-------- TEXTE À LIRE --------

Enfin la quatrième révolution, c’est une révolution de palais. La révolution est alors reconnue par l’Europe et confisquée. Cependant le Directoire ce n’est pas une révolution de turpitude, comme l’a laissé croire l’historiographie classique. C’est une période scandée par le coup état et la montée en puissance de l’armée mais c’est aussi une confirmation des révolutions précédentes, dont l’héritage est finalement capté par Bonaparte. Avec sa victoire à Marengo, Bonaparte obtient une confirmation de sa victoire de Brumaire, et provoque un changement d’époque.

Pierre Serna nous apprend que sa rencontre avec Jean-Clément Martin ne s’est pas faite autour de la Vendée mais avec son livre Contre-révolution, Révolution et nation, représentant pour lui un des plus grands apports historiographiques, ayant fait bouger les lignes sur la Révolution.

--------

** TRAVAIL À FAIRE **
a - Indiquez si chacune des affirmations suivantes concorde avec le texte à lire, en répondant par oui ou par non et en citant les mots du texte qui tranchent : (i) le Directoire y est présenté comme une révolution de turpitude ; (ii) Bonaparte y remporte une victoire à Marengo ; (iii) Pierre Serna a rencontré Jean-Clément Martin autour de la Vendée.
b - D'après le texte à lire, par quel livre de Jean-Clément Martin s'est faite sa rencontre avec Pierre Serna ?

-------- LISTE FOURNIE --------

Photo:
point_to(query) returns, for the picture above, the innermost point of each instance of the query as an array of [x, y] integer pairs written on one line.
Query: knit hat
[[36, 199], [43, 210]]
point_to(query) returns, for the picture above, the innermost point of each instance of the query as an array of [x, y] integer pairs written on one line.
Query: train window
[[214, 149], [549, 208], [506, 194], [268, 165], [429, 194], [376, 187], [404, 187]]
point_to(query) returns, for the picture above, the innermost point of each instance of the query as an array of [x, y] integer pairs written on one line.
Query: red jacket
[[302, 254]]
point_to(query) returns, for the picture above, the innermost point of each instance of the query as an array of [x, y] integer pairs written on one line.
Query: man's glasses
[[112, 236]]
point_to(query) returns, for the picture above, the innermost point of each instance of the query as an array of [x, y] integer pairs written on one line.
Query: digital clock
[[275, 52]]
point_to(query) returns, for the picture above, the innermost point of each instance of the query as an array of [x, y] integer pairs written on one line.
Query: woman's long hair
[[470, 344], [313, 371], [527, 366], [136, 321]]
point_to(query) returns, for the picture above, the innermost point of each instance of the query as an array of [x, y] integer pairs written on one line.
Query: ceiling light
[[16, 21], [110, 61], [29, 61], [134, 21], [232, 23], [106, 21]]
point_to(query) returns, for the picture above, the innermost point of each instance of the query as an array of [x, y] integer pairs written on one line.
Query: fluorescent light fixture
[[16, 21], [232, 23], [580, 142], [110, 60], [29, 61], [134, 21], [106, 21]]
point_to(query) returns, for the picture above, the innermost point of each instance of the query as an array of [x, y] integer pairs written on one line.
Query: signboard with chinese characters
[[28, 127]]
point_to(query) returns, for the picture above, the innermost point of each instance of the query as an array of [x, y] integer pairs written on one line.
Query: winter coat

--------

** RÉPONSES **
a -
(i) Non : « Cependant le Directoire ce n’est pas une révolution de turpitude ».
(ii) Oui : « Avec sa victoire à Marengo, Bonaparte obtient une confirmation de sa victoire de Brumaire ».
(iii) Non : « sa rencontre avec Jean-Clément Martin ne s’est pas faite autour de la Vendée ».

b - Par son livre Contre-révolution, Révolution et nation.